** Problem requirements **
Swap "one per line" for "each on its own line" everywhere in the lines below and change nothing else.

(Lines from a data collection)
────────────────────

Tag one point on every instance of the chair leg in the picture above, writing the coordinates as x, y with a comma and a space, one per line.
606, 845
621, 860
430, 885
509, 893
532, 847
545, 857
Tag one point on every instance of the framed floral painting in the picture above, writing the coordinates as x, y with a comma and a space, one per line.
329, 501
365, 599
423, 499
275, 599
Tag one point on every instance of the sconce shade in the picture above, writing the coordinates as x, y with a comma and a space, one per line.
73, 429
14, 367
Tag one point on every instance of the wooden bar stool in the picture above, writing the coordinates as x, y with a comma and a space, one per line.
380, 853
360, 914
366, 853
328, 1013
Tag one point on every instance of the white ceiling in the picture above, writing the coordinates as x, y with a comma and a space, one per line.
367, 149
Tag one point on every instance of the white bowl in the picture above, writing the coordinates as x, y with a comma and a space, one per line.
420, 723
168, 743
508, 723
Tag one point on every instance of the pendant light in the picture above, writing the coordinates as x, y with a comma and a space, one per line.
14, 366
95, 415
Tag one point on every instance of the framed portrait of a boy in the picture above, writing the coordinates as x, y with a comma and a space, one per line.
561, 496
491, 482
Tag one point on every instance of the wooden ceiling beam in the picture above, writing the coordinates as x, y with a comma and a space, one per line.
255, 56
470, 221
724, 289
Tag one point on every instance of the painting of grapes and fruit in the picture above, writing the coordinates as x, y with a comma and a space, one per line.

────────────────────

** Complete answer **
Tag one point on every instance of the chair leg in the picture above, writing the coordinates as x, y with a comma and a space, each on its own line.
606, 845
621, 860
430, 885
509, 893
532, 847
545, 857
Tag one point on every instance of the framed floral painting in the picture above, writing the coordinates as x, y with a comma and a space, each on its own line.
329, 501
365, 599
423, 499
275, 599
Tag one point on every instance of the sconce shade in the picture above, writing the coordinates as x, y with a comma and a space, each on its own line.
73, 429
14, 367
Tag one point on every instance of the wooden bar stool in the picture above, writing the coordinates as x, y with a comma and a space, each on its own line.
380, 853
360, 914
366, 853
328, 1013
Tag one point on every instance of the white ceiling in the picture above, writing the coordinates as x, y with a comma and a space, each on its own line.
367, 149
Tag one point on every instance of the white bowl in the picture above, writing the coordinates as x, y with a comma and a space, each on its own line.
420, 723
168, 743
508, 723
Tag one point on every instance of the pendant light in the picture above, writing the coordinates as x, y with a comma and a space, each on its own line.
14, 366
95, 415
Tag one point on every instance of the framed portrait of a boy in the picture above, writing the coordinates as x, y with a comma and a space, each on its own line.
561, 496
491, 482
Tag one point on every instance of the wooden ceiling beam in the picture above, writing the coordinates as x, y with a comma and a space, each on its own line.
255, 56
470, 221
724, 289
Tag one point on every instance of the painting of grapes and fruit in the picture above, writing the coordinates as x, y with a comma and a space, each on its own line.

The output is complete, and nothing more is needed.